Task details: Return each line of the data below verbatim; pictures are to be left out.
─── Given records
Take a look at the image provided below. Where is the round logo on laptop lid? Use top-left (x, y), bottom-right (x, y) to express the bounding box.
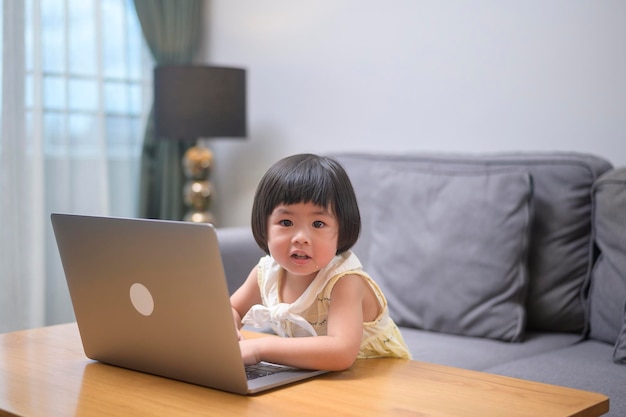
top-left (129, 283), bottom-right (155, 316)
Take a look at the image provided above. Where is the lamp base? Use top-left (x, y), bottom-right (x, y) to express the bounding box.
top-left (182, 144), bottom-right (215, 224)
top-left (183, 210), bottom-right (215, 224)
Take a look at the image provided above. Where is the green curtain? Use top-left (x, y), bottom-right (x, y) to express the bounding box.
top-left (133, 0), bottom-right (204, 220)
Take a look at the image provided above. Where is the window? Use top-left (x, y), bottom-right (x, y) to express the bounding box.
top-left (24, 0), bottom-right (152, 159)
top-left (0, 0), bottom-right (153, 216)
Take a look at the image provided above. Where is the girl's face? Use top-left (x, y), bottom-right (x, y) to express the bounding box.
top-left (267, 202), bottom-right (339, 281)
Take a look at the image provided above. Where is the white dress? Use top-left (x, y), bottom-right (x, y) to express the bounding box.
top-left (241, 251), bottom-right (411, 359)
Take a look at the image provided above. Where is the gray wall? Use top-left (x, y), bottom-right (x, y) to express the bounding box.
top-left (200, 1), bottom-right (626, 227)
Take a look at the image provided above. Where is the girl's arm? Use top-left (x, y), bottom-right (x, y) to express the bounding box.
top-left (230, 267), bottom-right (262, 335)
top-left (239, 274), bottom-right (367, 371)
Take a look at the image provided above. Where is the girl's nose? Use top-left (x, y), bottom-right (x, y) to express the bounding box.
top-left (292, 228), bottom-right (310, 245)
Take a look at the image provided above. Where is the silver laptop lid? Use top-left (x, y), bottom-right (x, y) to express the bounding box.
top-left (51, 213), bottom-right (249, 394)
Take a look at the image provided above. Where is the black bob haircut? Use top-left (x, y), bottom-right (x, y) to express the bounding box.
top-left (251, 154), bottom-right (361, 255)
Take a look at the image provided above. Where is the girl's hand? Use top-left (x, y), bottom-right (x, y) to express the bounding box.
top-left (239, 339), bottom-right (262, 366)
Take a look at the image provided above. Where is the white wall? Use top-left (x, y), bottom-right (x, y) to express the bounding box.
top-left (200, 1), bottom-right (626, 227)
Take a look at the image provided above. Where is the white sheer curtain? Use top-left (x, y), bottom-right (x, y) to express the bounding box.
top-left (0, 0), bottom-right (152, 332)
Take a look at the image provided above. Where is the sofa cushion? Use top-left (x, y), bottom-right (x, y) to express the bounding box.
top-left (484, 341), bottom-right (624, 417)
top-left (367, 165), bottom-right (532, 342)
top-left (334, 152), bottom-right (613, 333)
top-left (587, 167), bottom-right (626, 363)
top-left (613, 316), bottom-right (626, 364)
top-left (617, 313), bottom-right (626, 364)
top-left (400, 327), bottom-right (580, 371)
top-left (216, 227), bottom-right (266, 295)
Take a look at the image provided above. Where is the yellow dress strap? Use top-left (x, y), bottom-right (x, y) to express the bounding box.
top-left (321, 270), bottom-right (388, 323)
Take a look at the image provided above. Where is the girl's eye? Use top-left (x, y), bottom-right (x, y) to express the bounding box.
top-left (279, 219), bottom-right (292, 227)
top-left (312, 220), bottom-right (325, 228)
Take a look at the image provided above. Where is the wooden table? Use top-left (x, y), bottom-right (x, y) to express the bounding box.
top-left (0, 323), bottom-right (608, 417)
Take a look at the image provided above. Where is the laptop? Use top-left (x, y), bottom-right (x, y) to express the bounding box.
top-left (50, 213), bottom-right (327, 394)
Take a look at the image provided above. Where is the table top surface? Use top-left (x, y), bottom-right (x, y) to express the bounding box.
top-left (0, 323), bottom-right (609, 417)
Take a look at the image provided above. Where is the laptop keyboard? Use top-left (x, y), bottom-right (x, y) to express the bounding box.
top-left (245, 362), bottom-right (293, 380)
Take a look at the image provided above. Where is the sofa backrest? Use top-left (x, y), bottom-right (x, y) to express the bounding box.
top-left (333, 152), bottom-right (612, 337)
top-left (587, 167), bottom-right (626, 362)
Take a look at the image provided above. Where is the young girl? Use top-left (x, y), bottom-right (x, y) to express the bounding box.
top-left (230, 154), bottom-right (411, 371)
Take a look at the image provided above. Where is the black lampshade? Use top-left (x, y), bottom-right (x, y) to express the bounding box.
top-left (154, 65), bottom-right (247, 141)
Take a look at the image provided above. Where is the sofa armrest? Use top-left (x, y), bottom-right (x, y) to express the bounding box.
top-left (216, 227), bottom-right (265, 295)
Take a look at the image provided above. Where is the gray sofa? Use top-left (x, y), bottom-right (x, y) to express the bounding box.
top-left (217, 152), bottom-right (626, 416)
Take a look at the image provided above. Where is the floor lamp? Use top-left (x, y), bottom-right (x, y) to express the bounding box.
top-left (154, 65), bottom-right (247, 223)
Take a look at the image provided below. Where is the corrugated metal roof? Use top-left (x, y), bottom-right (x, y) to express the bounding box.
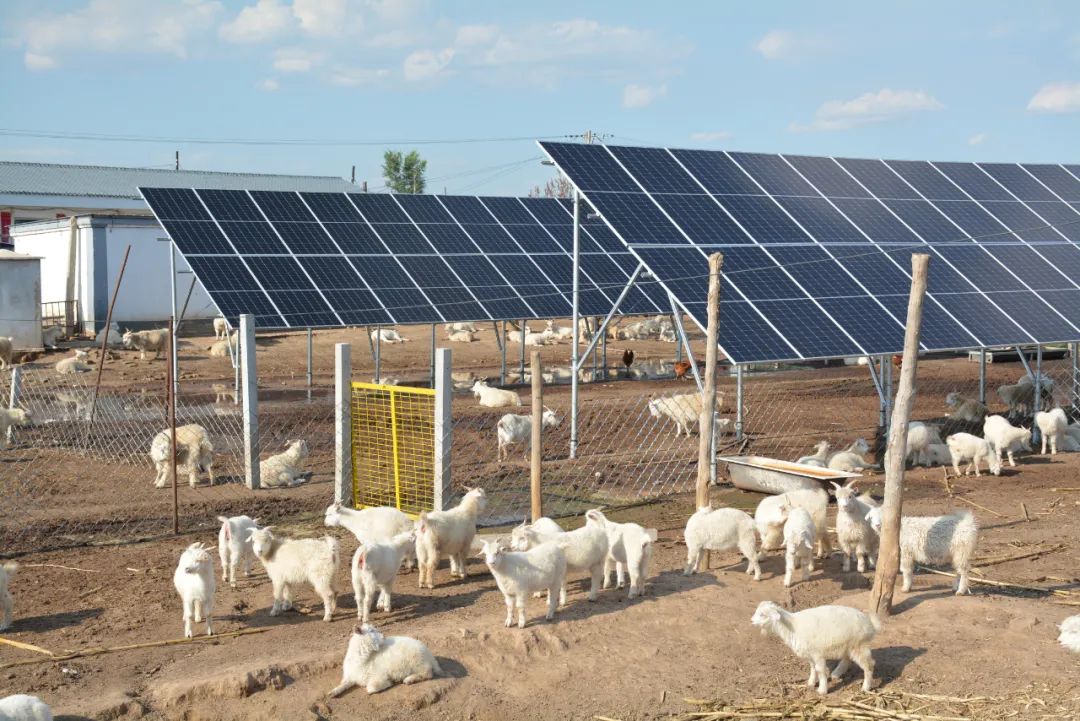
──────
Answer below:
Take a look at the image provided below. Where is the round logo on laptop lid? Use top-left (x, y), bottom-right (x, y) to express the bounding box.
top-left (129, 283), bottom-right (155, 316)
Take a look at the image provided above. Where is the lamp base? Use top-left (x, y), bottom-right (x, y) to express the bounding box.
top-left (182, 144), bottom-right (215, 224)
top-left (183, 210), bottom-right (215, 224)
Take a look at the image provided above. Where is the green curtain? Use top-left (x, y), bottom-right (x, y) to express the bounding box.
top-left (133, 0), bottom-right (204, 220)
Take a look at the image provided above. Where is the window? Use top-left (x, y), bottom-right (x, y) to express the bounding box.
top-left (24, 0), bottom-right (152, 159)
top-left (0, 0), bottom-right (153, 216)
Take a look at the image provided above. Where is the girl's face? Use top-left (x, y), bottom-right (x, y) to express the bounding box.
top-left (267, 202), bottom-right (339, 281)
Take a look at the image provided above. Where is the white dress? Use top-left (x, y), bottom-right (x, y) to express the bounding box.
top-left (241, 251), bottom-right (411, 359)
Take a look at the image provided above. Where is the gray wall? Use top-left (x, y), bottom-right (x, y) to express the bounding box.
top-left (200, 1), bottom-right (626, 227)
Take a look at the image provided above. Where is the girl's arm? Use top-left (x, y), bottom-right (x, y) to express the bounding box.
top-left (230, 267), bottom-right (262, 335)
top-left (239, 274), bottom-right (367, 371)
Take a look at the image provided above. Where is the girl's nose? Use top-left (x, y), bottom-right (x, y) to express the bounding box.
top-left (292, 228), bottom-right (310, 245)
Take a look at the image provided above. Where is the silver laptop lid? Use top-left (x, y), bottom-right (x, y) to express the bounding box.
top-left (51, 213), bottom-right (249, 394)
Take a look at the image provided above. Where is the black bob haircut? Use top-left (x, y), bottom-right (x, y) to express the bounding box.
top-left (251, 154), bottom-right (361, 255)
Take a look at the image provided above. Where is the girl's hand? Use top-left (x, y), bottom-right (x, y) to express the bounding box.
top-left (239, 339), bottom-right (262, 366)
Take a look at the image provided above. Where is the white wall? Use top-left (x, y), bottom-right (x, y) to express the bounding box.
top-left (200, 1), bottom-right (626, 227)
Take a look at the image provided above. Where is the white sheer curtain? Use top-left (x, y), bottom-right (x, y) to express the bounding box.
top-left (0, 0), bottom-right (152, 332)
Take a look at the image provided above. Where is the sofa cushion? Use top-left (x, y), bottom-right (x, y) to express the bounding box.
top-left (484, 341), bottom-right (624, 417)
top-left (367, 165), bottom-right (532, 342)
top-left (334, 152), bottom-right (613, 333)
top-left (587, 167), bottom-right (626, 363)
top-left (613, 316), bottom-right (626, 364)
top-left (617, 313), bottom-right (626, 364)
top-left (400, 327), bottom-right (580, 371)
top-left (216, 227), bottom-right (266, 295)
Take a look at the image provided above. Where is the yellow dress strap? Use top-left (x, y), bottom-right (x, y) to express the bounding box.
top-left (321, 270), bottom-right (388, 323)
Take a look at the image provided above. Where is the girl's eye? Use top-left (x, y), bottom-right (x, y) to express the bounding box.
top-left (279, 219), bottom-right (292, 227)
top-left (312, 220), bottom-right (325, 228)
Take a look at the image provided above. Where is the wooden table? Use top-left (x, y), bottom-right (x, y) to express the bounding box.
top-left (0, 323), bottom-right (608, 417)
Take a look at the image provided above. Where is the laptop? Use top-left (x, y), bottom-right (x, y) to express the bounding box.
top-left (50, 213), bottom-right (327, 394)
Take a look at the image provided above. Where is the table top surface? Use top-left (x, y), bottom-right (x, y) to express the bounding box.
top-left (0, 323), bottom-right (609, 417)
Take a look at the image provided above. Where is the laptop keyboard? Use top-left (x, y), bottom-right (x, y) to express the bounding box.
top-left (245, 362), bottom-right (293, 380)
Take a look at the image provided above. Where is the sofa backrest? Use top-left (x, y), bottom-right (x, y) to express the bounding box.
top-left (333, 152), bottom-right (612, 337)
top-left (587, 167), bottom-right (626, 362)
Take a look at the image provided above. Where is the young girl? Use top-left (x, y), bottom-right (x, y) to express the bounding box.
top-left (230, 154), bottom-right (411, 371)
Take a look at the image provided above. Where is the black lampshade? Use top-left (x, y), bottom-right (x, y) to express the bounding box.
top-left (154, 65), bottom-right (247, 141)
Take a look at the image provided above. Where is the sofa armrest? Use top-left (x, y), bottom-right (x, y) to express the bounding box.
top-left (216, 227), bottom-right (265, 295)
Take a look at the image provided above. Where is the gray sofa? Use top-left (x, y), bottom-right (x, y) to express the bounding box.
top-left (217, 152), bottom-right (626, 416)
Take a look at the image provided above. Where is the floor lamp? Use top-left (x, y), bottom-right (x, y) to express the bounding box.
top-left (154, 65), bottom-right (247, 223)
Take a look at the image provided below. Where is the corrugated metal roof? Use top-left (x, y), bottom-right (x, y) to express the bounding box.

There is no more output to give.